◆ CONSIGNE: Veuillez recopier à l'identique, dans l'article sur le tirage au sort ci-dessous, tout ce qui va de « A Bruxelles, 40 » jusqu'à « fortune assurée ? ».

◆ TEXTE FOURNI:

+ + + + + + +

Tirage au sort: révolution
ou gadget démocratique?

A Bruxelles, 40 citoyens tirés au sort débattront de la mobilité. Une première pour la région, même si d’autres expériences ont vu le jour en Belgique comme en Fédération Wallonie-Bruxelles.

Laisser le hasard composer des assemblées délibératives, fortune assurée ?

À Bruxelles, 40 citoyens tirés au sort débattront de la mobilité. Une première pour la région, même si d’autres expériences ont vu le jour en Belgique comme en Fédération Wallonie-Bruxelles.

À partir du 21 octobre, et à quatre reprises jusqu’au 19 novembre, 40 citoyens travailleront et formuleront des propositions sur la mobilité à Bruxelles. Un comité scientifique composé d’universitaires et d’experts supervisera les débats. Les recommandations citoyennes seront débattues au parlement et transmises au gouvernement et aux administrations afin d’alimenter le plan régional de mobilité, dont la finalisation est prévue en 2018.

«On se sent plus fort à porter une idée à plusieurs, fruit d’un consensus, que de garder la sienne pour soi.», Dimitri Lemaire, cofondateur de Particitiz

C’est l’association Particitiz qui est chargée de sélectionner les participants. Environ 8.000 citoyens habitant la région ont été extraits des pages blanches. Ensuite, le parlement bruxellois leur a envoyé une invitation à participer au panel et à s’inscrire sur un site web pour répondre à diverses questions sociologiques. En tout, 300 personnes se sont inscrites. Afin de représenter au mieux la population, le tirage au sort s’est basé sur divers critères comme le genre, le lieu de résidence, l’âge, le niveau d’études ou le mode de transport utilisé. Pour Dimitri Lemaire, cofondateur de Particitiz, une telle méthodologie permet de représenter globalement la population bruxelloise. «Même si l’idéal serait d’avoir accès au registre national», souligne-t-il, en précisant que son association fait du lobbying à ce sujet. Quand on lui parle de participation citoyenne, il vous reprend, en lui préférant le terme de délibération. «C’est une distinction importante: la participation, au sens large, permet à chacun d’avoir son mot à dire, de donner ses idées, mais cela reste généralement une collection d’avis individuels. La délibération permet aux citoyens, avec leurs avis, leurs opinions, de rencontrer d’autres citoyens, ce qui favorise l’échange et le débat pour formuler des propositions portées par un groupe.» Selon Dimitri Lemaire, il y a à travers ce processus délibératif le développement d’une nouvelle citoyenneté qui émerge de ces panels. «On se sent plus fort à porter une idée à plusieurs, fruit d’un consensus, que de garder la sienne pour soi.» Pour le cofondateur de Particitiz, ces processus délibératifs finiront tôt ou tard par s’institutionnaliser, en intéressant de plus en plus de citoyens. «C’est nécessaire parce que les citoyens ont envie de participer, d’avoir leur mot à dire… Le politique doit les reconquérir, en leur ouvrant la porte aux décisions de façon périodique et régulière.»

+ + + + + + +

◆ ENREGISTREMENTS:
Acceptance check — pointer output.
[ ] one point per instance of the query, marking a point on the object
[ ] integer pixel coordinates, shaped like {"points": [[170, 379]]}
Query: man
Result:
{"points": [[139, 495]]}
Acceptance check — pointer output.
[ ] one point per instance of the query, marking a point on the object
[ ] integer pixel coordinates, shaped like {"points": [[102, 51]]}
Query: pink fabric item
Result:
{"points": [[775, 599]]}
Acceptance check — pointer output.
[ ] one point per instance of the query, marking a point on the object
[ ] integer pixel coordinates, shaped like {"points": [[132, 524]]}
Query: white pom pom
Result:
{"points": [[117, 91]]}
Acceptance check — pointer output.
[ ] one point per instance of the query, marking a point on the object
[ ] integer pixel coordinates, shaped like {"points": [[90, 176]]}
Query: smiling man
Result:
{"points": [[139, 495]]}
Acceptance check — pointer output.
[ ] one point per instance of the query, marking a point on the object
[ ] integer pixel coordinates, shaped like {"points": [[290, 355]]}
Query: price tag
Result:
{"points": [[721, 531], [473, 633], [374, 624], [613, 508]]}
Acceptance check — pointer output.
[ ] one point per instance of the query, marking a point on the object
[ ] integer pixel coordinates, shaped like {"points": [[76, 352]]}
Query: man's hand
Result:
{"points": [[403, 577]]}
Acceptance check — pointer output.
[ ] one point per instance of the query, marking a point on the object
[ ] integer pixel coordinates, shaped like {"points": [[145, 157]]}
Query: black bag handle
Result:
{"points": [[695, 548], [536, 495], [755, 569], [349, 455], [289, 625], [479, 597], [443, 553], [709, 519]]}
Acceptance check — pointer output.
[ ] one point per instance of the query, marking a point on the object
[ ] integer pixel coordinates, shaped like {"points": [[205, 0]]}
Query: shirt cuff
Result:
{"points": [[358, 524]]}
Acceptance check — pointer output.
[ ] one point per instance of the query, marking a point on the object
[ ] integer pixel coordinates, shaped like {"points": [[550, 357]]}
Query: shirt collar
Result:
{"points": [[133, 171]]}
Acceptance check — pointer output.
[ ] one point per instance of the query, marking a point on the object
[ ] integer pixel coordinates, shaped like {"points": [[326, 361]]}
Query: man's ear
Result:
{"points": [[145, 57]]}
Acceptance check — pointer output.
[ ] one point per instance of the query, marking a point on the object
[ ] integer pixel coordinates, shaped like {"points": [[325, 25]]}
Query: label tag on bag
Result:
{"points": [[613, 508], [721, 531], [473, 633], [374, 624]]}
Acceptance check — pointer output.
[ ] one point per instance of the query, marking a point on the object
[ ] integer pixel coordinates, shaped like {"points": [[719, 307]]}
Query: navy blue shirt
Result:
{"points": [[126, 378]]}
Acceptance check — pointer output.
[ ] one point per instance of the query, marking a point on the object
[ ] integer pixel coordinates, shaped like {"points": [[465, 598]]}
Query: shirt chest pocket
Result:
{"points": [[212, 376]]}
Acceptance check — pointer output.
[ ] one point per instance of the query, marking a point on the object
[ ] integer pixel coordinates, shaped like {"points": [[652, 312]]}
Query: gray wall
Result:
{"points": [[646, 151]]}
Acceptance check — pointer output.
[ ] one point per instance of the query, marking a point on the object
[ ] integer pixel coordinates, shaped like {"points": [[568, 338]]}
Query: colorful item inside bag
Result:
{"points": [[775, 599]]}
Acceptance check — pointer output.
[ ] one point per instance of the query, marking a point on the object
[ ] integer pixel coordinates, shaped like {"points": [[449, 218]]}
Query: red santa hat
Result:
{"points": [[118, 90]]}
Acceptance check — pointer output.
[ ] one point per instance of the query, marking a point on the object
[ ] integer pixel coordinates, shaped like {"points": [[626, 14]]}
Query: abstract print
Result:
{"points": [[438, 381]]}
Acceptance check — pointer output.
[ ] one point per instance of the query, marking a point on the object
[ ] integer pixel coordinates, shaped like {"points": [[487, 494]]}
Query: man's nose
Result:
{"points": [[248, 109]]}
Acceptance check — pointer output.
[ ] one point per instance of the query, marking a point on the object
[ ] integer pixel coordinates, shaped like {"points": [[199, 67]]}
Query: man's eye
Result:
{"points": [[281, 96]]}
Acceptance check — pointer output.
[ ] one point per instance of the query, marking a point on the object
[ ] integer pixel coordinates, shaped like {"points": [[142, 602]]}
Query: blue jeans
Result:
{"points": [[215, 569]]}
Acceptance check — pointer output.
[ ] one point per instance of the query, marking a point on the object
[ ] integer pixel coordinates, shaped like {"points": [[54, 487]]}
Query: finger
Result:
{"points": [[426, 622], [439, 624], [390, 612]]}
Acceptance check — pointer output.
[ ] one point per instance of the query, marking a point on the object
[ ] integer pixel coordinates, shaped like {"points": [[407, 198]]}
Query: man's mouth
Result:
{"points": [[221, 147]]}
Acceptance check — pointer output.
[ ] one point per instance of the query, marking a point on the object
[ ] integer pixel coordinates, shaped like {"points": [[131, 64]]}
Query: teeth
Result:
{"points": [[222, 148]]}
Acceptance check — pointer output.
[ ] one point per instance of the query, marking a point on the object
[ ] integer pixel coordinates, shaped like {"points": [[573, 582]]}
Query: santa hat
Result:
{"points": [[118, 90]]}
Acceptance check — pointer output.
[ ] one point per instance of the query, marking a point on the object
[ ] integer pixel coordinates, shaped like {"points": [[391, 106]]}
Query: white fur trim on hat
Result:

+ + + + + + +

◆ RÉPONSE:
A Bruxelles, 40 citoyens tirés au sort débattront de la mobilité. Une première pour la région, même si d’autres expériences ont vu le jour en Belgique comme en Fédération Wallonie-Bruxelles.

Laisser le hasard composer des assemblées délibératives, fortune assurée ?